SUPPLIED PASSAGE:
-- Begin --

Re: upgrading 4.5.2 -> 4.6.0 virtualrouter upgrade timeout

Andrei Mikhailovsky Mon, 04 Jan 2016 13:17:39 -0800

Hi Remi,

Thanks for your reply. However, your suggestion of increasing the 
router.aggregation.command.each.timeout didn't help. I've tried setting the 
value to 120 at no avail. Still fails with the same error.


Andrei

----- Original Message -----
> From: "Remi Bergsma" <[email protected]>
> To: "dev" <[email protected]>
> Sent: Monday, 4 January, 2016 10:44:43
> Subject: Re: upgrading 4.5.2 -> 4.6.0 virtualrouter upgrade timeout

> Hi Andrei,
> 
> Missed that mail, sorry. I created a PR that allows for longer timeouts [1].
> 
> Also, you can bump the router.aggregation.command.each.timeout global setting 
> to
> say 15-30 so it will allow to boot.

-- End --

RECORDS SHOWN:
-- Begin --

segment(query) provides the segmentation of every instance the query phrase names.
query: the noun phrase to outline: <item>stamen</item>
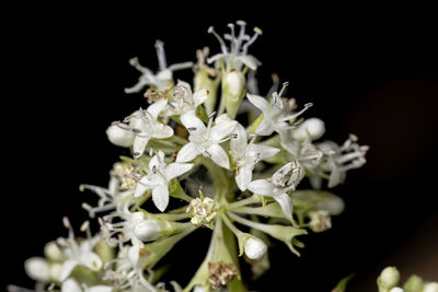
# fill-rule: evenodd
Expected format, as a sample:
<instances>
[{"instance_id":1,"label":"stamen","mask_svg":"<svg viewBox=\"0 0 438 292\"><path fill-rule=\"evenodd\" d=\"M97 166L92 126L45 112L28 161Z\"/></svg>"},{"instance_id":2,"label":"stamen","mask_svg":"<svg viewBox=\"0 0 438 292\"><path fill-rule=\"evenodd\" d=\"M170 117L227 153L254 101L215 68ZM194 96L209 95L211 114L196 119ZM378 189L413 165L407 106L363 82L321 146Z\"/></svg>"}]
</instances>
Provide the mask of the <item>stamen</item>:
<instances>
[{"instance_id":1,"label":"stamen","mask_svg":"<svg viewBox=\"0 0 438 292\"><path fill-rule=\"evenodd\" d=\"M164 43L161 40L157 40L155 48L157 48L157 57L160 66L160 71L163 71L168 68L168 62L165 60L165 52L164 52Z\"/></svg>"},{"instance_id":2,"label":"stamen","mask_svg":"<svg viewBox=\"0 0 438 292\"><path fill-rule=\"evenodd\" d=\"M279 97L283 96L283 94L285 93L287 86L289 86L289 82L288 82L288 81L286 81L285 83L283 83L283 87L281 87L280 92L278 93L278 96L279 96Z\"/></svg>"},{"instance_id":3,"label":"stamen","mask_svg":"<svg viewBox=\"0 0 438 292\"><path fill-rule=\"evenodd\" d=\"M207 31L207 32L208 32L209 34L212 34L212 35L219 40L220 49L222 50L222 52L223 52L223 54L228 54L228 49L227 49L227 46L226 46L226 42L223 42L222 37L220 37L220 35L218 35L218 34L215 32L215 27L212 27L212 26L208 27L208 31Z\"/></svg>"},{"instance_id":4,"label":"stamen","mask_svg":"<svg viewBox=\"0 0 438 292\"><path fill-rule=\"evenodd\" d=\"M254 27L254 32L255 32L255 34L253 35L253 37L251 37L251 39L247 40L247 42L243 45L242 52L243 52L244 55L246 55L247 48L255 42L255 39L257 39L258 35L262 35L262 34L263 34L262 30L258 28L258 27Z\"/></svg>"}]
</instances>

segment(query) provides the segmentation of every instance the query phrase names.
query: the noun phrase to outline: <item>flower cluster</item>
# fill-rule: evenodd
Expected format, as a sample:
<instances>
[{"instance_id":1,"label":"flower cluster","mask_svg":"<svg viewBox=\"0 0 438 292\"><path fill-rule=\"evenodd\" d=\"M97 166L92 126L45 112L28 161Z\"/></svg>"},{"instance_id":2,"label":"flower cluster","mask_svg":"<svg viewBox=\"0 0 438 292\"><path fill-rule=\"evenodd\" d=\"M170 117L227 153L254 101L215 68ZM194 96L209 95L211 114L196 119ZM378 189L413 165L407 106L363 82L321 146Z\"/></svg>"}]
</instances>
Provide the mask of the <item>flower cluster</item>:
<instances>
[{"instance_id":1,"label":"flower cluster","mask_svg":"<svg viewBox=\"0 0 438 292\"><path fill-rule=\"evenodd\" d=\"M238 256L260 276L268 267L261 262L268 261L272 238L299 255L303 244L297 236L332 226L331 217L344 203L321 190L322 182L328 188L343 183L348 170L364 165L368 148L353 135L341 145L321 141L324 122L303 118L312 104L298 106L285 97L287 82L278 90L276 78L274 91L257 95L254 72L261 62L249 48L262 31L254 28L250 36L243 21L237 26L239 32L229 24L231 32L223 38L210 27L221 52L208 58L208 49L198 50L196 65L168 66L162 42L155 44L157 74L138 58L130 60L141 77L125 92L149 86L149 105L114 121L106 133L131 156L114 165L107 188L80 188L99 196L97 206L82 207L90 218L97 217L100 233L92 236L85 223L81 231L87 238L76 237L66 219L68 238L47 244L45 258L26 261L39 287L166 291L157 283L153 267L176 243L207 226L212 230L208 253L184 291L245 291ZM173 81L173 72L185 68L195 71L194 90ZM307 178L314 189L297 190Z\"/></svg>"}]
</instances>

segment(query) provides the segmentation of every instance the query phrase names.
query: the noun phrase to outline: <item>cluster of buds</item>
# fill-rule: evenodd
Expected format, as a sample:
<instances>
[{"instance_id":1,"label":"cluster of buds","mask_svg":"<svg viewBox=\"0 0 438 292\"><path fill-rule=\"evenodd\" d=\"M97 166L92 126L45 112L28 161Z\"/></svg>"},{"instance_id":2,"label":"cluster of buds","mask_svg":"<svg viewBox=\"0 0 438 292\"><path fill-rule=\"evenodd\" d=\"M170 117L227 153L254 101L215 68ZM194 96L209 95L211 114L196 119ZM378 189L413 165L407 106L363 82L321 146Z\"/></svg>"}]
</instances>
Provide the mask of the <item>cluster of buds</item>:
<instances>
[{"instance_id":1,"label":"cluster of buds","mask_svg":"<svg viewBox=\"0 0 438 292\"><path fill-rule=\"evenodd\" d=\"M82 207L97 218L100 232L93 236L85 223L87 238L78 240L65 220L68 238L48 245L46 258L26 261L39 285L66 292L168 291L152 269L176 243L207 226L208 253L184 291L244 291L239 256L260 276L269 266L272 238L299 256L297 248L304 245L298 236L332 226L331 217L344 203L322 191L322 182L328 188L343 183L347 171L364 165L368 148L356 136L342 145L320 141L325 124L303 118L313 104L287 98L288 82L279 89L277 75L260 95L255 72L262 62L249 49L262 31L247 34L243 21L228 26L223 37L208 28L220 52L208 57L208 48L198 50L196 65L168 66L159 40L157 73L138 58L129 61L141 74L125 92L145 91L145 108L114 121L106 135L131 155L114 164L107 187L80 187L99 197L96 206ZM195 71L193 90L173 78L188 68ZM297 190L306 178L314 189ZM191 191L200 188L206 195Z\"/></svg>"}]
</instances>

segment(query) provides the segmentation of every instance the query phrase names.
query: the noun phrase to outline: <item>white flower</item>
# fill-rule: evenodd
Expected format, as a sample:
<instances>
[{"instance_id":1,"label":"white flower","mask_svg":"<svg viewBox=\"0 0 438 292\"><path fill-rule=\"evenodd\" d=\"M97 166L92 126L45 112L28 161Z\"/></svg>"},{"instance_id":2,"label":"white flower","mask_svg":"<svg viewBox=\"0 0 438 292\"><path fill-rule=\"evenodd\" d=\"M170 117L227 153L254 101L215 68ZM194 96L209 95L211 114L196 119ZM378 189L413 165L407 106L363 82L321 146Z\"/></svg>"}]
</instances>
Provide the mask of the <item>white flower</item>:
<instances>
[{"instance_id":1,"label":"white flower","mask_svg":"<svg viewBox=\"0 0 438 292\"><path fill-rule=\"evenodd\" d=\"M304 105L304 108L298 113L290 113L289 105L281 100L281 95L286 90L288 83L284 83L283 89L279 93L274 92L270 104L262 96L254 94L246 94L246 97L250 102L263 112L263 119L260 122L257 129L255 130L256 135L261 136L269 136L274 131L278 133L283 133L288 131L295 126L289 125L289 120L295 120L302 113L304 113L309 107L312 106L311 103Z\"/></svg>"},{"instance_id":2,"label":"white flower","mask_svg":"<svg viewBox=\"0 0 438 292\"><path fill-rule=\"evenodd\" d=\"M91 207L88 203L82 203L82 208L89 212L90 218L94 218L95 213L117 210L122 211L125 205L131 205L132 190L120 191L118 189L120 180L117 176L112 175L108 183L108 188L92 186L92 185L81 185L79 189L81 191L89 189L95 192L100 198L96 207Z\"/></svg>"},{"instance_id":3,"label":"white flower","mask_svg":"<svg viewBox=\"0 0 438 292\"><path fill-rule=\"evenodd\" d=\"M138 58L132 58L129 63L141 72L140 78L136 85L129 89L125 89L125 93L136 93L141 91L146 85L151 85L158 90L164 91L168 89L169 83L172 81L172 72L181 69L192 68L192 62L175 63L168 67L164 52L164 44L160 40L155 43L157 57L159 61L159 71L157 74L152 70L142 67Z\"/></svg>"},{"instance_id":4,"label":"white flower","mask_svg":"<svg viewBox=\"0 0 438 292\"><path fill-rule=\"evenodd\" d=\"M175 86L175 93L173 94L173 102L169 103L169 107L164 110L164 116L178 116L195 110L207 97L207 90L199 90L192 93L192 87L187 82L178 81Z\"/></svg>"},{"instance_id":5,"label":"white flower","mask_svg":"<svg viewBox=\"0 0 438 292\"><path fill-rule=\"evenodd\" d=\"M88 238L78 243L73 230L67 218L64 218L64 225L69 230L68 238L58 238L57 243L62 247L67 260L62 264L60 280L66 280L77 266L84 266L93 271L102 268L101 258L93 252L99 237L91 237L88 230Z\"/></svg>"},{"instance_id":6,"label":"white flower","mask_svg":"<svg viewBox=\"0 0 438 292\"><path fill-rule=\"evenodd\" d=\"M223 60L228 67L228 71L231 69L241 71L243 65L249 67L251 70L256 70L261 62L255 57L249 55L247 49L255 39L257 39L258 35L262 35L262 30L255 27L255 34L250 37L245 33L246 23L238 21L237 24L240 26L239 35L234 34L234 24L232 23L228 24L231 28L231 34L224 35L224 38L230 40L230 48L227 48L224 40L215 32L212 26L208 28L208 33L214 34L219 40L221 52L208 58L207 61L211 63L217 60Z\"/></svg>"},{"instance_id":7,"label":"white flower","mask_svg":"<svg viewBox=\"0 0 438 292\"><path fill-rule=\"evenodd\" d=\"M152 189L152 200L155 207L163 212L169 205L169 183L192 170L191 163L164 162L164 153L160 150L149 162L149 168L142 167L145 175L138 183L134 197L140 197L146 190Z\"/></svg>"},{"instance_id":8,"label":"white flower","mask_svg":"<svg viewBox=\"0 0 438 292\"><path fill-rule=\"evenodd\" d=\"M261 160L274 156L280 150L274 147L255 144L255 137L247 143L246 131L240 124L238 124L234 133L237 133L237 137L231 139L230 153L238 167L235 183L240 190L243 191L253 178L255 164Z\"/></svg>"},{"instance_id":9,"label":"white flower","mask_svg":"<svg viewBox=\"0 0 438 292\"><path fill-rule=\"evenodd\" d=\"M245 255L253 260L261 260L267 252L267 245L254 237L250 237L245 242Z\"/></svg>"},{"instance_id":10,"label":"white flower","mask_svg":"<svg viewBox=\"0 0 438 292\"><path fill-rule=\"evenodd\" d=\"M38 282L48 282L50 280L50 265L45 258L31 257L24 262L24 269L27 276Z\"/></svg>"},{"instance_id":11,"label":"white flower","mask_svg":"<svg viewBox=\"0 0 438 292\"><path fill-rule=\"evenodd\" d=\"M194 112L182 115L181 121L191 135L188 137L189 142L180 150L176 162L188 162L203 154L210 157L219 166L229 170L230 162L227 152L219 144L230 139L229 136L233 132L238 122L224 120L223 122L216 122L211 127L212 115L210 115L206 127Z\"/></svg>"},{"instance_id":12,"label":"white flower","mask_svg":"<svg viewBox=\"0 0 438 292\"><path fill-rule=\"evenodd\" d=\"M330 172L328 187L342 184L347 171L358 168L367 162L365 155L369 147L359 145L356 143L357 140L356 136L350 135L341 147L333 141L318 144L318 148L324 152L325 161L322 163L324 171Z\"/></svg>"},{"instance_id":13,"label":"white flower","mask_svg":"<svg viewBox=\"0 0 438 292\"><path fill-rule=\"evenodd\" d=\"M81 285L72 278L67 279L61 284L61 292L112 292L113 288L110 285Z\"/></svg>"},{"instance_id":14,"label":"white flower","mask_svg":"<svg viewBox=\"0 0 438 292\"><path fill-rule=\"evenodd\" d=\"M299 141L318 140L325 132L325 125L319 118L309 118L304 120L297 129L292 131L292 138Z\"/></svg>"},{"instance_id":15,"label":"white flower","mask_svg":"<svg viewBox=\"0 0 438 292\"><path fill-rule=\"evenodd\" d=\"M267 196L276 200L287 218L292 218L292 200L288 192L295 190L296 180L300 176L300 168L295 161L280 167L268 179L253 180L247 188L257 195Z\"/></svg>"},{"instance_id":16,"label":"white flower","mask_svg":"<svg viewBox=\"0 0 438 292\"><path fill-rule=\"evenodd\" d=\"M149 139L165 139L173 136L173 129L171 127L157 120L166 105L166 100L160 100L151 104L147 110L140 108L125 118L125 121L129 122L129 125L119 121L113 122L113 126L120 127L123 130L135 133L132 145L135 156L141 156Z\"/></svg>"}]
</instances>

-- End --

WRITTEN EXERCISE:
Reproduce the mailing-list reply about the virtual router upgrade timeout above in full, word for word.

ANSWER IN FULL:
Re: upgrading 4.5.2 -> 4.6.0 virtualrouter upgrade timeout

Andrei Mikhailovsky Mon, 04 Jan 2016 13:17:39 -0800

Hi Remi,

Thanks for your reply. However, your suggestion of increasing the 
router.aggregation.command.each.timeout didn't help. I've tried setting the 
value to 120 at no avail. Still fails with the same error.


Andrei

----- Original Message -----
> From: "Remi Bergsma" <[email protected]>
> To: "dev" <[email protected]>
> Sent: Monday, 4 January, 2016 10:44:43
> Subject: Re: upgrading 4.5.2 -> 4.6.0 virtualrouter upgrade timeout

> Hi Andrei,
> 
> Missed that mail, sorry. I created a PR that allows for longer timeouts [1].
> 
> Also, you can bump the router.aggregation.command.each.timeout global setting 
> to
> say 15-30 so it will allow to boot.